» **Directions for this task**
Would you print the full listing word for word?

Start of Dataset entries

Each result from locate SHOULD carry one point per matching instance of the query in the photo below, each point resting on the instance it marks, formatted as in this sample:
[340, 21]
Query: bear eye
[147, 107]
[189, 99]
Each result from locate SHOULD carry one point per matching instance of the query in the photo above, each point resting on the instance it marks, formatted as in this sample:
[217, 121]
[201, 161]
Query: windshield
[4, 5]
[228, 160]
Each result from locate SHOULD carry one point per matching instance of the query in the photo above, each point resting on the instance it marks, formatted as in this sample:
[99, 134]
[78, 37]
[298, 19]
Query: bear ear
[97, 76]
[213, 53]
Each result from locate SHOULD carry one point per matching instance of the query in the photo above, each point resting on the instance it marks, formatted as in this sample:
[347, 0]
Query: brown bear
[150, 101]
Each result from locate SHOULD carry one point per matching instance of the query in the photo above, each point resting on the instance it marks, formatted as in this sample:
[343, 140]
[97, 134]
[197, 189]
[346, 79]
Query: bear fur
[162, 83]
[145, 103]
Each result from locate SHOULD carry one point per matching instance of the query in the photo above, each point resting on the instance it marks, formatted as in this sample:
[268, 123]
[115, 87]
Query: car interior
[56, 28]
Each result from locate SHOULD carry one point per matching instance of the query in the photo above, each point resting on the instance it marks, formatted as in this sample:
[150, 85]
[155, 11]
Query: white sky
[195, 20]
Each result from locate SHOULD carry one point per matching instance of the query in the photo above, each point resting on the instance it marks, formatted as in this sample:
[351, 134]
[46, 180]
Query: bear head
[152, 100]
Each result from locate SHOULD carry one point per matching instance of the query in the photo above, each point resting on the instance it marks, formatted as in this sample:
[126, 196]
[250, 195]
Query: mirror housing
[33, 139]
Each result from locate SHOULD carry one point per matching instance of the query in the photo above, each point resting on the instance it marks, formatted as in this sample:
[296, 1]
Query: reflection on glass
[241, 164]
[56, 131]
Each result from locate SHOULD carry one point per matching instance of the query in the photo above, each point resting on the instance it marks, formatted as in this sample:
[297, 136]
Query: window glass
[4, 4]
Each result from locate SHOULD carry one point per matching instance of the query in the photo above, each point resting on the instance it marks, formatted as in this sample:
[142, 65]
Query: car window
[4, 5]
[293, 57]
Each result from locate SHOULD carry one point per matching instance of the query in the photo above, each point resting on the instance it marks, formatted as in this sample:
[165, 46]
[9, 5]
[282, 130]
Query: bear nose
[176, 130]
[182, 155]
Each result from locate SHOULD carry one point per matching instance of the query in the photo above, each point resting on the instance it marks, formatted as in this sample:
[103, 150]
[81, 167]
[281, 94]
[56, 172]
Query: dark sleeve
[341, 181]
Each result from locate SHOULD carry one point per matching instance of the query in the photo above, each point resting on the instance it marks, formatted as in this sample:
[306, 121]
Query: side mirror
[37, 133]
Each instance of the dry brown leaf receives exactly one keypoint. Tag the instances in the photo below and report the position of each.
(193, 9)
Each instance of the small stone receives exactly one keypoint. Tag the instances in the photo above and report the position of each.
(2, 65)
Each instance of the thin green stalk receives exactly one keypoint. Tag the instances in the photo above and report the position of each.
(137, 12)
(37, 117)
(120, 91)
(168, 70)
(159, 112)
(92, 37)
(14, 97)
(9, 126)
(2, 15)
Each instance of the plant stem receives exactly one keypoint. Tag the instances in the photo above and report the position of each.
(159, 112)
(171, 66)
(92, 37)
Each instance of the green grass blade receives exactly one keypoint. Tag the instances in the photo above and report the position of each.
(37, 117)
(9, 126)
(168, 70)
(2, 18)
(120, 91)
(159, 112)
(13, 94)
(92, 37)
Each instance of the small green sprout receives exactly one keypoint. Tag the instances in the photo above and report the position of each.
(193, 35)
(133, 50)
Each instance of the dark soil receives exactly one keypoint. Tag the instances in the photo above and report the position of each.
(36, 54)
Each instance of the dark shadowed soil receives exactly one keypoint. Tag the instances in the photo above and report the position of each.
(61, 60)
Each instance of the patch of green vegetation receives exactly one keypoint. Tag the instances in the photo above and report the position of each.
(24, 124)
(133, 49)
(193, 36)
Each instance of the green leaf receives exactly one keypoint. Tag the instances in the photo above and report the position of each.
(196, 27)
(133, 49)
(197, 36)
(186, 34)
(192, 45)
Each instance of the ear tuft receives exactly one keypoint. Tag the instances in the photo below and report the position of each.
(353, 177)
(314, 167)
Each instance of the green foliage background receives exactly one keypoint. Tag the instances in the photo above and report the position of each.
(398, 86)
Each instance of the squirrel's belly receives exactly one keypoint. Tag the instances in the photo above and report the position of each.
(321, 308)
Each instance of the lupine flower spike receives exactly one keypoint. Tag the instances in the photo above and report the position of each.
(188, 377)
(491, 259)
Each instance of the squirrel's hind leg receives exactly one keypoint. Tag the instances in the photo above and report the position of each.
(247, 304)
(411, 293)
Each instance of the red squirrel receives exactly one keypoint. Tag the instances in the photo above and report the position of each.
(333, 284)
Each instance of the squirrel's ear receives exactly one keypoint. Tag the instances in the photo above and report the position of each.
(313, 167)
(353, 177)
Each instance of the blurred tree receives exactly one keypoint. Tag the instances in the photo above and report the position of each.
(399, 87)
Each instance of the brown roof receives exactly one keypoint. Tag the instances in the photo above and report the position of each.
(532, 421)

End of Dataset entries

» **Task output**
Each result from locate SHOULD carry one point per matching instance of the query in the photo below, each point resting on the instance it marks, formatted as in this sample:
[340, 21]
Query: bear eye
[147, 107]
[189, 99]
Each result from locate SHOULD carry one point per matching instance of the query in the photo above, each point resting on the instance it marks, formatted as in this sample:
[217, 121]
[201, 161]
Query: windshield
[4, 5]
[228, 160]
Each result from locate SHOULD carry one point per matching instance of the query in the photo above, each point resting on the instance it marks, formatted as in this sample:
[99, 134]
[78, 37]
[298, 19]
Query: bear ear
[97, 76]
[213, 53]
Each result from locate SHOULD carry one point per matching instance of the query in the photo above, each point resting on the instance it marks, formatted as in this sample:
[347, 0]
Query: brown bear
[150, 101]
Each result from locate SHOULD carry one point per matching instance of the query in the photo above, each point resting on the instance it marks, formatted as in this sample:
[343, 140]
[97, 134]
[197, 189]
[346, 79]
Query: bear fur
[162, 83]
[145, 103]
Each result from locate SHOULD carry one point per matching instance of the query in the photo above, each point resting on the instance it marks, formatted as in this sample:
[268, 123]
[115, 87]
Query: car interior
[56, 28]
Each result from locate SHOULD carry one point per matching instance of the query in the photo above, each point resting on the instance it marks, formatted as in this sample:
[150, 85]
[155, 11]
Query: white sky
[195, 20]
Each result from locate SHOULD carry one point per matching instance of the query in the photo above, each point resting on the instance it marks, formatted as in this sample:
[351, 134]
[46, 180]
Query: bear head
[152, 100]
Each result from locate SHOULD carry one point per matching instance of the query in the photo above, each point resting on the instance it marks, formatted as in this sample:
[126, 196]
[250, 195]
Query: mirror housing
[33, 139]
Each result from locate SHOULD carry one point per matching instance of the query in the photo above, each point resting on the instance it marks, formatted as in this sample:
[296, 1]
Query: reflection on glass
[241, 164]
[56, 131]
Each result from locate SHOULD carry one point per matching instance of the query in the photo above, each point resting on the instance it marks, formatted as in this sample:
[297, 136]
Query: window glass
[4, 4]
Each result from locate SHOULD carry one point per matching instance of the query in the photo above, each point resting on the instance it marks, formatted as in this sample:
[142, 65]
Query: car window
[4, 5]
[293, 57]
Each result from locate SHOULD carry one point per matching instance of the query in the photo above, each point resting on the instance it marks, formatted as in this sample:
[165, 46]
[9, 5]
[282, 130]
Query: bear nose
[176, 130]
[182, 155]
Each result from locate SHOULD carry one point per matching instance of the query in the photo above, each point resting on the instance it marks, formatted as in this sample:
[103, 150]
[81, 167]
[281, 94]
[56, 172]
Query: dark sleeve
[341, 181]
Each result from locate SHOULD carry one point per matching instance of the query in the photo above, each point resting on the instance it marks, formatted as in this sample:
[306, 121]
Query: side mirror
[37, 133]
Each instance of the dry brown leaf receives exactly one keypoint. Tag the instances in the photo below and report the position of each.
(193, 9)
Each instance of the small stone receives exactly one keypoint. Tag the instances in the photo above and report the position of each.
(2, 65)
Each instance of the thin green stalk receives exactly one keypoint. Tag the instances in the photo above and report the position of each.
(137, 12)
(37, 117)
(120, 91)
(168, 70)
(159, 112)
(92, 37)
(14, 97)
(9, 126)
(2, 15)
Each instance of the plant stem receives exactly one keypoint. Tag the instances in the photo above and report the position of each.
(159, 112)
(171, 66)
(92, 37)
Each instance of the green grass blade receives exactly one keypoint. Tag the instances in the photo above and report the position of each.
(37, 117)
(9, 126)
(168, 70)
(2, 18)
(120, 91)
(159, 112)
(13, 94)
(92, 37)
Each instance of the small green sprout receives exactly one keypoint. Tag the instances in the photo above and report the position of each.
(193, 35)
(133, 50)
Each instance of the dark soil receives exactly one keypoint. Tag the instances in the photo above and report the position of each.
(36, 54)
Each instance of the dark shadowed soil receives exactly one keypoint. Tag the instances in the photo above and report the position of each.
(61, 60)
Each instance of the patch of green vegetation receives exactly one keypoint. Tag the instances in the photo above and report the position of each.
(24, 124)
(133, 49)
(193, 36)
Each instance of the green leaf receives exactly one keypoint. Tag the instances in the photo above and report the position of each.
(196, 27)
(133, 49)
(197, 36)
(186, 34)
(192, 45)
Each instance of the ear tuft receives exactly one keypoint. Tag the instances in the photo below and report the position of each.
(353, 177)
(314, 167)
Each instance of the green foliage background receives exactly one keypoint. Tag the instances in the photo above and report the position of each.
(398, 86)
Each instance of the squirrel's belly receives exactly one keypoint. Tag the instances in the photo above and report the position of each.
(321, 308)
Each instance of the lupine flower spike receives exactly one keypoint. Tag the instances in the photo above and report the position of each.
(188, 377)
(491, 259)
Each instance of the squirrel's hind leg receives exactly one keypoint. Tag the instances in the photo above and report the position of each.
(247, 304)
(411, 293)
Each instance of the red squirrel receives exactly one keypoint. Tag the instances in the photo above and report the position of each.
(333, 284)
Each instance of the squirrel's ear receives exactly one keypoint. Tag the instances in the photo above and report the position of each.
(313, 167)
(353, 177)
Each instance of the blurred tree receives exactly one keypoint. Tag the instances in the photo above and report the position of each.
(399, 87)
Each instance of the brown roof receives exactly one keypoint. Tag the instances in the photo above and report the position of each.
(532, 421)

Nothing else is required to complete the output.